━━ SUPPLIED DATA
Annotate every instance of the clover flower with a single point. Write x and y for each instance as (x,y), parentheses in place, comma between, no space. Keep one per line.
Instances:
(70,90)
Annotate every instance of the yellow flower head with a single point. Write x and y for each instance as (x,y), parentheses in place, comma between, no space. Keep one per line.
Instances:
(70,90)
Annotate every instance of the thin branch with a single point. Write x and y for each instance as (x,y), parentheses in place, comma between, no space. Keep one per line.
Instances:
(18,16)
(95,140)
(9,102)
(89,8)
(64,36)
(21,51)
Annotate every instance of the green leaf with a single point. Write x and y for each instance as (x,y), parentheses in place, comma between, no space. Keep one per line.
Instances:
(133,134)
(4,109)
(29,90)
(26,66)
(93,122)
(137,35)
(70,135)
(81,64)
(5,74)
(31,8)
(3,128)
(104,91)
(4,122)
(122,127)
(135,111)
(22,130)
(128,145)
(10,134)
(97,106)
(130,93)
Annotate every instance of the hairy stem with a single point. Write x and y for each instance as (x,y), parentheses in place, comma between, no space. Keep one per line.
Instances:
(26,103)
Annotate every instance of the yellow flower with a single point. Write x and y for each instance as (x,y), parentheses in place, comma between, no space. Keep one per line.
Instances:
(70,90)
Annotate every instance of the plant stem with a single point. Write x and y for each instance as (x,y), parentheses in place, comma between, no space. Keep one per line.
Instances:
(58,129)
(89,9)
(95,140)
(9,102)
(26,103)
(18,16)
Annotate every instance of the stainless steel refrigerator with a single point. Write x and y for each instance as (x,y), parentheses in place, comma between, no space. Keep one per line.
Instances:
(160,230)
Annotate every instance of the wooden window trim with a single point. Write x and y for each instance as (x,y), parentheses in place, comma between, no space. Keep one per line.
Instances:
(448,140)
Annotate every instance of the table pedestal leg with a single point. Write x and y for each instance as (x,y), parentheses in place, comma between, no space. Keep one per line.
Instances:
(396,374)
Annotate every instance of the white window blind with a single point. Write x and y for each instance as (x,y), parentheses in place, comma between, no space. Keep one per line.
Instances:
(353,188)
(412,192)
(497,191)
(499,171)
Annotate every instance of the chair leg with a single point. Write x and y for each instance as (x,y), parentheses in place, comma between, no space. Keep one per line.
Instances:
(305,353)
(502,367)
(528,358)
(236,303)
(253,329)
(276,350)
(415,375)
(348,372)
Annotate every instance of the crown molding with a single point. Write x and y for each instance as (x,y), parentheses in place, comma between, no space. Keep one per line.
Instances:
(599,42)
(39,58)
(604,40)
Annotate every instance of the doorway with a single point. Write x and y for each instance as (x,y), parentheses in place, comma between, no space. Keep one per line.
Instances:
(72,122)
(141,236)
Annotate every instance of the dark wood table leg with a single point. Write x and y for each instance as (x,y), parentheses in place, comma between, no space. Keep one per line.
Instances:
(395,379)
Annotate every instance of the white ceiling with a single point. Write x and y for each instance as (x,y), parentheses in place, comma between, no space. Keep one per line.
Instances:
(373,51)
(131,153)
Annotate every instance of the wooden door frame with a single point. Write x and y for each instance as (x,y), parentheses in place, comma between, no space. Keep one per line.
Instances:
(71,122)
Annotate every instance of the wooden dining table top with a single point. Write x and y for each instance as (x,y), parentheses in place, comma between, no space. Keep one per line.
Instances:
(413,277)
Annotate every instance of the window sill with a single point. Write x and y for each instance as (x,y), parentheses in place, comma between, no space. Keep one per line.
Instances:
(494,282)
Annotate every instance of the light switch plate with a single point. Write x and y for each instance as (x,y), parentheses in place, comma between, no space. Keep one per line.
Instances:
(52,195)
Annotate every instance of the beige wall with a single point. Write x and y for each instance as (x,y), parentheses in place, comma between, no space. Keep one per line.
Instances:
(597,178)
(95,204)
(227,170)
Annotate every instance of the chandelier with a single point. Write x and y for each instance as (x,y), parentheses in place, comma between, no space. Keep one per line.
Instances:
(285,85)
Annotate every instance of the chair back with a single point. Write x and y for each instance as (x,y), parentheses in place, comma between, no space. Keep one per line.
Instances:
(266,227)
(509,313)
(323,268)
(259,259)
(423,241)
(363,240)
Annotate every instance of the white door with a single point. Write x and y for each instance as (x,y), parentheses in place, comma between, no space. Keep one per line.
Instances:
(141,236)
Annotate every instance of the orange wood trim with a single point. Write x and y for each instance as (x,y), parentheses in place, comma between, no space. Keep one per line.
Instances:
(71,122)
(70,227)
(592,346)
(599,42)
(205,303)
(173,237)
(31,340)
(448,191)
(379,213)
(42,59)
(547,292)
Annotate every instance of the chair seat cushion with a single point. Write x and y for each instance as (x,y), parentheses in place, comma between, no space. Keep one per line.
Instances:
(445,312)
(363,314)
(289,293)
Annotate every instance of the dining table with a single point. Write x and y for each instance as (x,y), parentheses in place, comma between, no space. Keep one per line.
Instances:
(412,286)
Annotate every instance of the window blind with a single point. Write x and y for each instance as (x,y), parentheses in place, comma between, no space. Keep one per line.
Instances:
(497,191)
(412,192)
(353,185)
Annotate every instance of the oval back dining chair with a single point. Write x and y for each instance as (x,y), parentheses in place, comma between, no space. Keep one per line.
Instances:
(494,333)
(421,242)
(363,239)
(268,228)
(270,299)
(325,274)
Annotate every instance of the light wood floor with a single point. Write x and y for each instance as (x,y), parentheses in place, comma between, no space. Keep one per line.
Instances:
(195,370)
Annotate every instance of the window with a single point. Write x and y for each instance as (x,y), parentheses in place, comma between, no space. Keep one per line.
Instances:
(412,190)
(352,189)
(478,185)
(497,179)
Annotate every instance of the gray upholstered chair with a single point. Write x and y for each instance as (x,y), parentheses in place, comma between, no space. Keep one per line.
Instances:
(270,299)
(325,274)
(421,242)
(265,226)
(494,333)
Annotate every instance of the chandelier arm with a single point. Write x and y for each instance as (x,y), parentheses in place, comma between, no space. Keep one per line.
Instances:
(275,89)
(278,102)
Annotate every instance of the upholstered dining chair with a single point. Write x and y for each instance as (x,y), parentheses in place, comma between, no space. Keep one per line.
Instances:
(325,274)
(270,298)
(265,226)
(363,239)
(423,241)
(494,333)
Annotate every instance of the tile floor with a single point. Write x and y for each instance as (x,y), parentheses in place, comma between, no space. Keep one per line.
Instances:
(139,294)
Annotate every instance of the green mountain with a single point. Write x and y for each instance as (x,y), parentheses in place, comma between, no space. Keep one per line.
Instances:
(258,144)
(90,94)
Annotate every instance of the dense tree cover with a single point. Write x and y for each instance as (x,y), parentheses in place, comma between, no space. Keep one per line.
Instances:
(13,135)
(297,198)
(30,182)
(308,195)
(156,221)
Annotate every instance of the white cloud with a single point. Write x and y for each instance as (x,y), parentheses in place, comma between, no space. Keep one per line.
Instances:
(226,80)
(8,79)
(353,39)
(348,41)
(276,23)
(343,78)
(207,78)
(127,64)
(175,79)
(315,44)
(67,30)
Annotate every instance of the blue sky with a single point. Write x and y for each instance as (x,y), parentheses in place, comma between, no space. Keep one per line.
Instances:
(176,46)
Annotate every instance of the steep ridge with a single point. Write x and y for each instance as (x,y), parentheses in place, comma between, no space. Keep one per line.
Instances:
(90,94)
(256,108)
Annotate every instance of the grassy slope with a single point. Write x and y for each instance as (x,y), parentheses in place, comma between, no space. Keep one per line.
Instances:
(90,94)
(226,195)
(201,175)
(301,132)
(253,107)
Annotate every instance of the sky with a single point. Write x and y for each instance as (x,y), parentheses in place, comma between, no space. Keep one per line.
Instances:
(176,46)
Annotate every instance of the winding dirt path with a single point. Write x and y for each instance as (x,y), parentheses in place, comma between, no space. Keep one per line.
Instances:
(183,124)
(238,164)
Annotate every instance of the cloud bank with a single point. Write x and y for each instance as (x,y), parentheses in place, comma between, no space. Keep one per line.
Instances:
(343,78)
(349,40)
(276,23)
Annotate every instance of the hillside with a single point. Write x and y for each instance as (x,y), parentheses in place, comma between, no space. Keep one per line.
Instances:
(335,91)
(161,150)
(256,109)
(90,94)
━━━━
━━ SUPPLIED DATA
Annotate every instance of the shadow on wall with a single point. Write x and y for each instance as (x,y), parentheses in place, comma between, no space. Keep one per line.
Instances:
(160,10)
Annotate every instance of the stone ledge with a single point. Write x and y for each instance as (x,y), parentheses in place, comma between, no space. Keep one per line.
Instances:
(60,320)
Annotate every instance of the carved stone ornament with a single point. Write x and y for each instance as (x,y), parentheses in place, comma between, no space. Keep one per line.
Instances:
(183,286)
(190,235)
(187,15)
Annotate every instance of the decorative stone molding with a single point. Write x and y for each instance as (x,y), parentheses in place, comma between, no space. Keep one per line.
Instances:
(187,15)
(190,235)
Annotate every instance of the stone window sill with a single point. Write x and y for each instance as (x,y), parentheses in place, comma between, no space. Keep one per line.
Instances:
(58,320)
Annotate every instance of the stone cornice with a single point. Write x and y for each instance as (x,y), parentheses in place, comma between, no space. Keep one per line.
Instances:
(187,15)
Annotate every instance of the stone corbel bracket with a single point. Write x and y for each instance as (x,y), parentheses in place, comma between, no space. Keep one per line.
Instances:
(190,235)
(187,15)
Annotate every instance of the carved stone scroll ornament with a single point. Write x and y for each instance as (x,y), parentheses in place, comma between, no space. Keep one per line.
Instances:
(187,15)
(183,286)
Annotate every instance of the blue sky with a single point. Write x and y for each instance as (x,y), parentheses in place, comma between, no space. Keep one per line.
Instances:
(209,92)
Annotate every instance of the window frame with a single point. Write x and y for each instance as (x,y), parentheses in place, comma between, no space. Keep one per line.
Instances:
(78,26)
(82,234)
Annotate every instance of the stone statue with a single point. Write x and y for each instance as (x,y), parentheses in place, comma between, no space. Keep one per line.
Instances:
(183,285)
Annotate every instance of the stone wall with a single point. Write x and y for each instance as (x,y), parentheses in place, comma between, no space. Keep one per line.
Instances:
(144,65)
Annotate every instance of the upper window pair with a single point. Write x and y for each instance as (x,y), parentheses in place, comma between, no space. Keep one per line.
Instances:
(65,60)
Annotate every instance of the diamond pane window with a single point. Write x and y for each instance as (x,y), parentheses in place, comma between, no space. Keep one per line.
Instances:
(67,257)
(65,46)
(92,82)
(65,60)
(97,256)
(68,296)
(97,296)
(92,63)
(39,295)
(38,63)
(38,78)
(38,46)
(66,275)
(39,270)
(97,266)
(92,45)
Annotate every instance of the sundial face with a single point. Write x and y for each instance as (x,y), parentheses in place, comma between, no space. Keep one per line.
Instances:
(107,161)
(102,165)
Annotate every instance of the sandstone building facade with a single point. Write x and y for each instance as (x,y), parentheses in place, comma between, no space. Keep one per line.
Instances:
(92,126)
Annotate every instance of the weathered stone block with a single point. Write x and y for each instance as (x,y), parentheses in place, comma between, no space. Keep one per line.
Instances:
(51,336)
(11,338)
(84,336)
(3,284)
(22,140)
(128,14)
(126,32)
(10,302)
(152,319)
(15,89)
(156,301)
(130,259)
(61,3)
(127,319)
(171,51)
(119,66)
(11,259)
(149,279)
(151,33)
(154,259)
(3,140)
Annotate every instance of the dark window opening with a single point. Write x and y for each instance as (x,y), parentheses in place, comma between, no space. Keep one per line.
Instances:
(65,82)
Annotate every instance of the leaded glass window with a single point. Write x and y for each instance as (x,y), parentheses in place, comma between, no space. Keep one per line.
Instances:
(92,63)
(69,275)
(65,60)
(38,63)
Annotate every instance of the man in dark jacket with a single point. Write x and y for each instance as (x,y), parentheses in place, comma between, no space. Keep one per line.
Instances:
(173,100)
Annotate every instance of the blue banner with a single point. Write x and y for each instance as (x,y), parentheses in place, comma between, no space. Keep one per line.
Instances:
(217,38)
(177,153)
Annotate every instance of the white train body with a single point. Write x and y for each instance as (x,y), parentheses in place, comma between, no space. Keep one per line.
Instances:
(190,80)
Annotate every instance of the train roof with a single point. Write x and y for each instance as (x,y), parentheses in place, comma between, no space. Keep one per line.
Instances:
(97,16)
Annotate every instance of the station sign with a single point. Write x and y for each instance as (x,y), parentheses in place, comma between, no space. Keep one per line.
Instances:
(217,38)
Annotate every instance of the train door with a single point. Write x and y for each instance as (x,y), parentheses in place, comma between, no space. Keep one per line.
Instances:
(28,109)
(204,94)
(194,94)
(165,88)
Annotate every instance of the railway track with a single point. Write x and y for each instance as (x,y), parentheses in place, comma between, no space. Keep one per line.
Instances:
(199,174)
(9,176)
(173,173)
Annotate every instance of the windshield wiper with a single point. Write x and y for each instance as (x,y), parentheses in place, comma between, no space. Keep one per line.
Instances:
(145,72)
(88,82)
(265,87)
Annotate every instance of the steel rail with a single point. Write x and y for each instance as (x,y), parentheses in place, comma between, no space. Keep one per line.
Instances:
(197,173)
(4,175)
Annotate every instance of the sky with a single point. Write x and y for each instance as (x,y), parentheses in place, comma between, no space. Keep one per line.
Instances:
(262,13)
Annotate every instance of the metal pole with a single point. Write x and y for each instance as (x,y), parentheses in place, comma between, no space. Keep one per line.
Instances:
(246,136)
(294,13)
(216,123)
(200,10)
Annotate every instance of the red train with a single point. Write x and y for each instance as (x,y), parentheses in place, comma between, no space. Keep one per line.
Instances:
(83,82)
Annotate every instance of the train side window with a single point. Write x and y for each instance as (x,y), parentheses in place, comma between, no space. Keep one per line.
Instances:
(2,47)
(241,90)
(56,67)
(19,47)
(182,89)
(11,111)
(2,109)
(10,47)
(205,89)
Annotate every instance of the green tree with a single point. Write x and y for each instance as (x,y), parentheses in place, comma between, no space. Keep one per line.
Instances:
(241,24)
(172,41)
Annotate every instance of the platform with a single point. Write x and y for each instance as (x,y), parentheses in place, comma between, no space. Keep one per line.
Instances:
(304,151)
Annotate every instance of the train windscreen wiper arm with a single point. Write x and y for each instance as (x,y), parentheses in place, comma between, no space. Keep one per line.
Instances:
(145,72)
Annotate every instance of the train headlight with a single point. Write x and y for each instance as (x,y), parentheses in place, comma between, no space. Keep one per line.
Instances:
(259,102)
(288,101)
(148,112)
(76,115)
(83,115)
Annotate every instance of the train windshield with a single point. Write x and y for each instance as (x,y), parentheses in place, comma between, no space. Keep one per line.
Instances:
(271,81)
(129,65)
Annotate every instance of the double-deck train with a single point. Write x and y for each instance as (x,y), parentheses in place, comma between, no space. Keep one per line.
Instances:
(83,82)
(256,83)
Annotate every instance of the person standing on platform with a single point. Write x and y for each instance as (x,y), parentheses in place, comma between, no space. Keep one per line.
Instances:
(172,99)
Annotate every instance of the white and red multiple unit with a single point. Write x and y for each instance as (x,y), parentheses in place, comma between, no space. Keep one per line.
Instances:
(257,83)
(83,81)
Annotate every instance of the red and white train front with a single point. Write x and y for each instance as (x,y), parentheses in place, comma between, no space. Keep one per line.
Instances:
━━━━
YOUR GOAL:
Take every line above that includes the string "floor" and return it.

ANSWER:
Annotate every instance of the light wood floor with a single point. Write x and y for each instance as (x,y), parentheses in place, comma between, no space. Keep one per line.
Annotate every instance of the tile floor with a single point. Write x and y for each instance as (x,y), parentheses in place, comma between, no space. Keep one per line.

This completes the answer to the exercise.